WHAT THIS TASK INVOLVES: Write out exactly the lines from the one containing "each like (194,157)." through the last line of the records below, including both.
%%
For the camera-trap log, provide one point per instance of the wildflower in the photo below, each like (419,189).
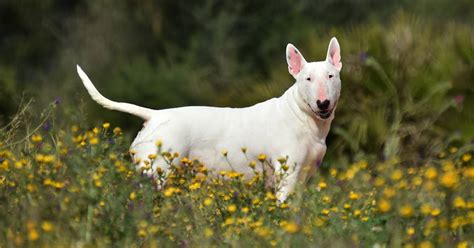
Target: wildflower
(449,179)
(207,201)
(195,186)
(232,208)
(117,131)
(33,234)
(229,221)
(435,212)
(47,226)
(426,209)
(462,244)
(290,227)
(36,138)
(252,164)
(406,211)
(397,175)
(322,185)
(132,196)
(94,141)
(459,202)
(426,244)
(224,152)
(466,157)
(141,232)
(469,173)
(353,195)
(357,212)
(208,232)
(389,192)
(431,173)
(384,206)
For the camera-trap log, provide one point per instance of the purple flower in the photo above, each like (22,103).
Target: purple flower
(57,100)
(363,56)
(459,99)
(46,126)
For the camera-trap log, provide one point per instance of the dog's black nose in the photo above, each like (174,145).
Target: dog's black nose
(323,105)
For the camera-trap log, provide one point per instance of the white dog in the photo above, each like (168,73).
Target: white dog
(293,126)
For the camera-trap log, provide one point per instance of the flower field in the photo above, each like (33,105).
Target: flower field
(77,186)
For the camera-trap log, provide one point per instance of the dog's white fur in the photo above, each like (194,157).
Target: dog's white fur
(290,126)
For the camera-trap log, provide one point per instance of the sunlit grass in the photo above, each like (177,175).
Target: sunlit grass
(78,186)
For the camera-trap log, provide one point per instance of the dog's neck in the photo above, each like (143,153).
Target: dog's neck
(317,128)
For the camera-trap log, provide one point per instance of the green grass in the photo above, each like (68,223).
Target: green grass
(76,185)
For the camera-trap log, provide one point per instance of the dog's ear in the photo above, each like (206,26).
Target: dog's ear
%%
ANSWER TO THIS EXERCISE:
For the camera-trap log, provide one point per instance of the dog's white fur in the photo above, each like (194,157).
Target: dog's white fur
(290,126)
For the camera-trap log, provide one point per instance of the sunlit grass in the photo above, each like (177,175).
Target: sunlit grass
(78,186)
For the camera-trap log, provide one point per instance of the dog's neck in the photo above, each like (143,153).
Target: dog's neck
(317,128)
For the camera-trap log, provide one point per instance of the green grass in the photo above, each like (68,223).
Target: green grass
(76,185)
For the camera-trap log, provide one point per instance of the dog's ear in the photo above, each like (206,26).
Target: dog's ear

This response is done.